▶ TO DO:
List each line of the entries below that contains the string "Where", matching case exactly.

>> Start ENTRIES SHOWN

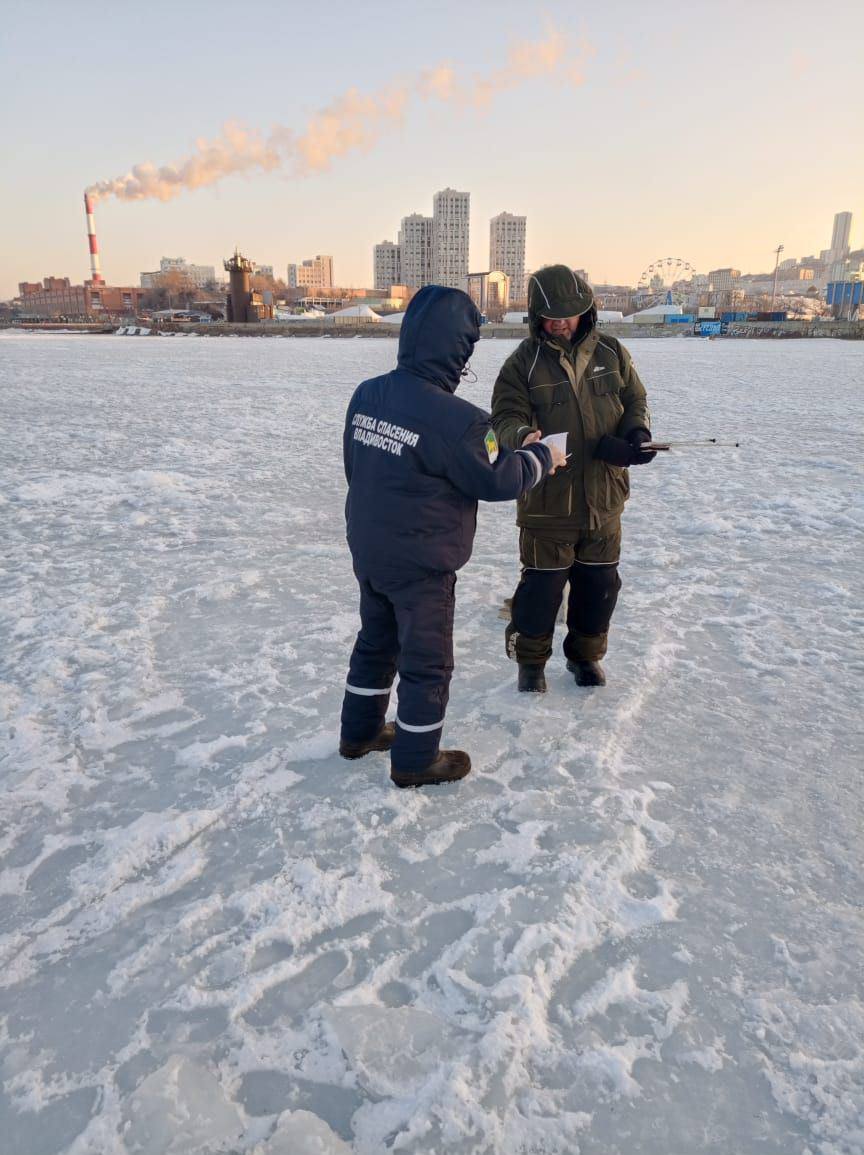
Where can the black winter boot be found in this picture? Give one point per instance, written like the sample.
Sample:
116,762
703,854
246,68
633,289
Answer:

>> End ENTRIES SHOWN
>> Start ENTRIES SHOWN

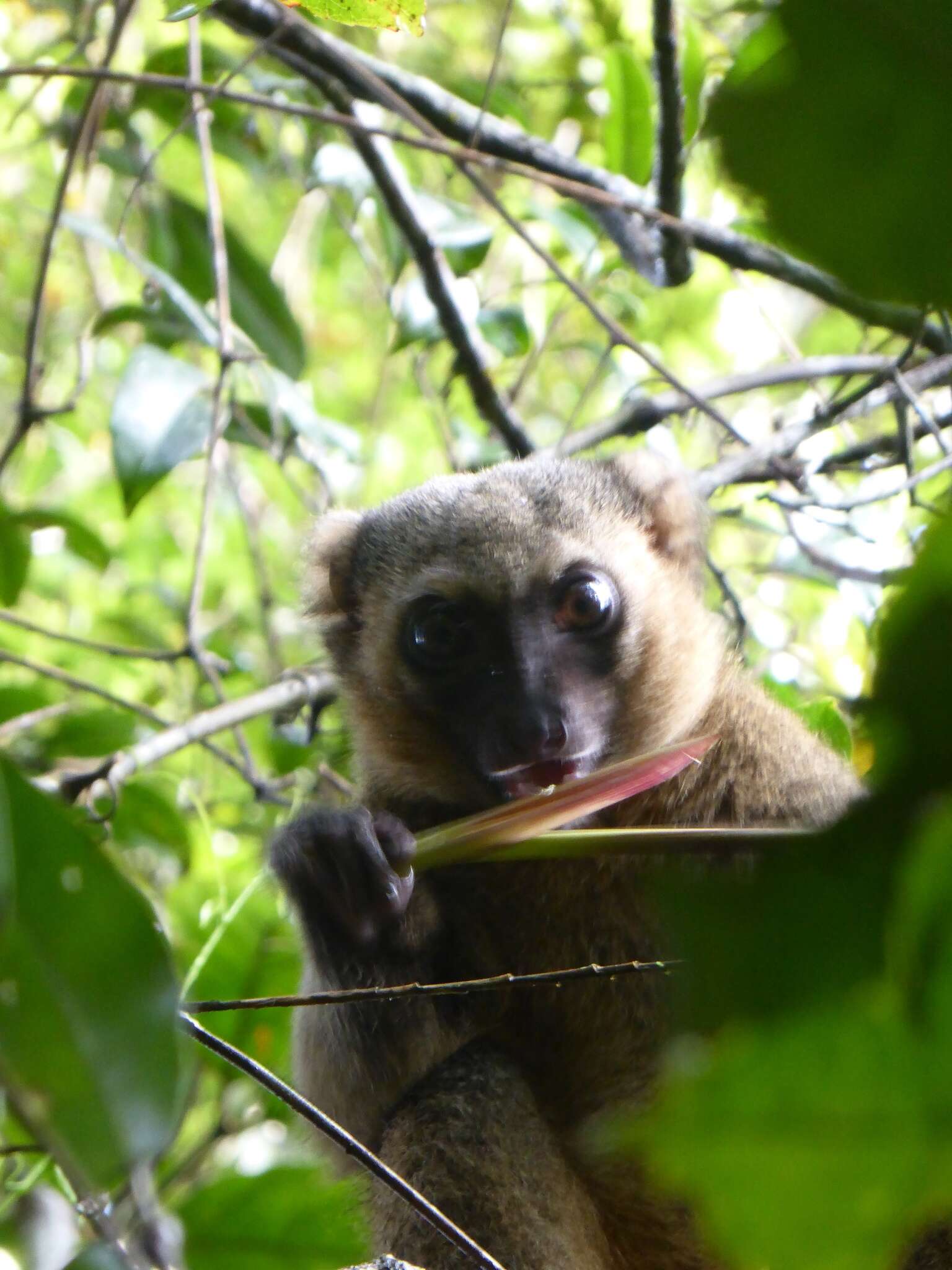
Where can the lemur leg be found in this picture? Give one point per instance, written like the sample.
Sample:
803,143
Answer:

>> End ENTRIES SHOWN

▶ FINAL ANSWER:
Where can the black winter boot be found in this picture? Give one point per instance, written like the sample.
Where can the lemur leg be found in this picture? Give one point per instance, written like the sample.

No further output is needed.